— Begin EXTRACTED INFORMATION —

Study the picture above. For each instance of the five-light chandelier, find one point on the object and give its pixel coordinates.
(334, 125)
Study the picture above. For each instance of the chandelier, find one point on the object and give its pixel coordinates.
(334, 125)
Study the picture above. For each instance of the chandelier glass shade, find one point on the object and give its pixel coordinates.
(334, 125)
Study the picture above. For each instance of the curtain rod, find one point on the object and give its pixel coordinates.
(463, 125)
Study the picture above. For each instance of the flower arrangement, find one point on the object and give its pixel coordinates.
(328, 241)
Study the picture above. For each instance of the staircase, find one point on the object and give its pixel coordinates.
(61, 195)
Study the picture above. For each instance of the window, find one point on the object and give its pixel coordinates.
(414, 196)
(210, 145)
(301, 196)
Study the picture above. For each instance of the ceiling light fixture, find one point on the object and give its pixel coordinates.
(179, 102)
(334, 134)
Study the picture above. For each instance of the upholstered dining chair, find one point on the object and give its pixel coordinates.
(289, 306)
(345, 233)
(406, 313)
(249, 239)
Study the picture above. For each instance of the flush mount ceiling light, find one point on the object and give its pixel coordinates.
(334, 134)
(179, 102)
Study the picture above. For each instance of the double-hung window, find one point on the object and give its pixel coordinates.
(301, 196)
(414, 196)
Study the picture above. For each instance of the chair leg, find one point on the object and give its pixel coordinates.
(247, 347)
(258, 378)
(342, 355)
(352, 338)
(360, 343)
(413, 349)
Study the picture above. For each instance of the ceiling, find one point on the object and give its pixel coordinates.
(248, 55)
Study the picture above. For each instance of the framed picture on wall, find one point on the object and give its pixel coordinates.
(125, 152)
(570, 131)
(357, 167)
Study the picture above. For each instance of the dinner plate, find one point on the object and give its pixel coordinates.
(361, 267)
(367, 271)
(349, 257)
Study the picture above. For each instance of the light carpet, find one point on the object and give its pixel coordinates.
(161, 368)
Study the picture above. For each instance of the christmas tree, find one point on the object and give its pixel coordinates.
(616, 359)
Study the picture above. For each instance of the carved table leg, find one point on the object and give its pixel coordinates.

— End EXTRACTED INFORMATION —

* _DIRECTIONS FOR THIS TASK_
Edit the data above by changing each "find one point" to "mark one point" and keeping everything else the same.

* _FINAL ANSWER_
Study the picture above. For each instance of the five-light chandelier, mark one point on the object and give its pixel coordinates.
(334, 125)
Study the picture above. For each instance of the chandelier, mark one point on the object and give its pixel coordinates.
(334, 125)
Study the picture above. For each instance of the chandelier glass shade, mark one point on the object and give its pixel coordinates.
(334, 125)
Study the picture above. For each instance of the curtain rod, mark one point on the object and give its pixel coordinates.
(463, 125)
Study the picture above. For each instance of the flower arrangement, mark one point on the object and give its pixel coordinates.
(328, 241)
Study the picture above. For each instance of the staircase, mark one point on the object and give its pixel coordinates.
(61, 195)
Study the picture above. For each instance of the window, mark one point on the object and give its pixel coordinates.
(414, 196)
(210, 145)
(301, 196)
Study the picture above. For each instance of the ceiling light fixture, mark one point on the object and give its pixel coordinates.
(179, 102)
(334, 134)
Study the picture above. For each instance of the upholstered dining chair, mark one point on the object and give its pixel coordinates.
(289, 306)
(345, 233)
(406, 313)
(249, 239)
Study the picture above. For each instance of the flush mount ceiling light, mark one point on the object and give its pixel coordinates.
(334, 134)
(179, 102)
Study the picture above. For each instance of the double-hung window, mark one point on the object and give its pixel coordinates.
(301, 196)
(414, 196)
Study the picture above. For each instance of the chair leg, mark one point on the object and give its pixel coordinates.
(247, 347)
(258, 378)
(342, 355)
(352, 338)
(360, 343)
(413, 349)
Study the picture above. For each instance of the ceiling, mark one point on the object and give its pixel coordinates.
(248, 55)
Study the picture above. For each instance of the framed picture on wall, mark one point on the object and give its pixel coordinates.
(125, 152)
(570, 131)
(357, 167)
Study the picture above. For each instance of the dinner plate, mark one point on the object and give its pixel coordinates.
(361, 267)
(367, 271)
(349, 257)
Study the picture above. For each instance of the light carpet, mark one point on the object and give its pixel coordinates.
(161, 368)
Study the picture above. For each instance of the christmas tree, mark one point on the object and give its pixel coordinates.
(616, 359)
Study the picture above. For each instance of the carved table leg, mark one point on the object and give its pixel coordinates.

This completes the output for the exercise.